Document extract
----

2) Hiccup? You call that a hiccup? I lost $53,000!
If accompanied by heartburn, consult your doctor.
3) Why should I consult my doctor?
His portfolio is bigger than yours.
4) Seriously, what happened to the stock market?
The Shanghai Composite, made up of steel, aluminum, carbon and hot air, dropped about 13 per cent, wiping US$100 billion off the face of the earth.
5) What does that mean? I mean, where does all that money go?
Out for a pizza. The problem is, it doesn’t come back. Well, not to you, anyway.
6) Why should I care what happens in China?
All of the markets in the world are now connected. The day the Chinese market dropped, the TSX lost 364 points, the Dow Jones lost 416 points and the Wawa Composite Industrials closed for the afternoon so everybody could go fishing. All in all, $1 trillion was lost. Haven’t you seen the headlines that read: “When Chinese markets sneeze, the world market catches a cold?” I would recommend that you have billions of dollars worth of Kleenexes.

----

Dataset records
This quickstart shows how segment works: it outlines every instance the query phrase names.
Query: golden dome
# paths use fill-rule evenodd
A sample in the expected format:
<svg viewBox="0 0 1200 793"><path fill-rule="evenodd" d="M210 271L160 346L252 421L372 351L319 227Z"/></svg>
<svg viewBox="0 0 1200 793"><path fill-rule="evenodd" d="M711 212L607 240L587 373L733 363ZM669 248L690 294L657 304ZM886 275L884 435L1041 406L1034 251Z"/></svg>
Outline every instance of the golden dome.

----

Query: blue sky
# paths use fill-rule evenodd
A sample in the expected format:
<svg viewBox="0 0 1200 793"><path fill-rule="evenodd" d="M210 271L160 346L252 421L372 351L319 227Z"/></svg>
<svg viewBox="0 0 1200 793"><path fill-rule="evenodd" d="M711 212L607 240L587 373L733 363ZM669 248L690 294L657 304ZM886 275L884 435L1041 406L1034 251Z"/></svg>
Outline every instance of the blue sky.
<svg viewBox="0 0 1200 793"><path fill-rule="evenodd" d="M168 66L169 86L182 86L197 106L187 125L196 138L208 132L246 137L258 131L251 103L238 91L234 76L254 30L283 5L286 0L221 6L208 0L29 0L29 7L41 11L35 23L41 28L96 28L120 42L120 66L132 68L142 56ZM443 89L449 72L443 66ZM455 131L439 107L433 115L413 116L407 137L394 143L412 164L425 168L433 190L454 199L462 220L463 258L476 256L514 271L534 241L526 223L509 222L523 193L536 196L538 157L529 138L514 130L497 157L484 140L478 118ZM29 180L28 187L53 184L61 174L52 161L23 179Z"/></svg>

----

Problem details
Copy the stretch of the stock market piece from "3) Why should" through "worth of Kleenexes." word for word. The items are separate from the stock market piece and don't relate to it.

Finished task
3) Why should I consult my doctor?
His portfolio is bigger than yours.
4) Seriously, what happened to the stock market?
The Shanghai Composite, made up of steel, aluminum, carbon and hot air, dropped about 13 per cent, wiping US$100 billion off the face of the earth.
5) What does that mean? I mean, where does all that money go?
Out for a pizza. The problem is, it doesn’t come back. Well, not to you, anyway.
6) Why should I care what happens in China?
All of the markets in the world are now connected. The day the Chinese market dropped, the TSX lost 364 points, the Dow Jones lost 416 points and the Wawa Composite Industrials closed for the afternoon so everybody could go fishing. All in all, $1 trillion was lost. Haven’t you seen the headlines that read: “When Chinese markets sneeze, the world market catches a cold?” I would recommend that you have billions of dollars worth of Kleenexes.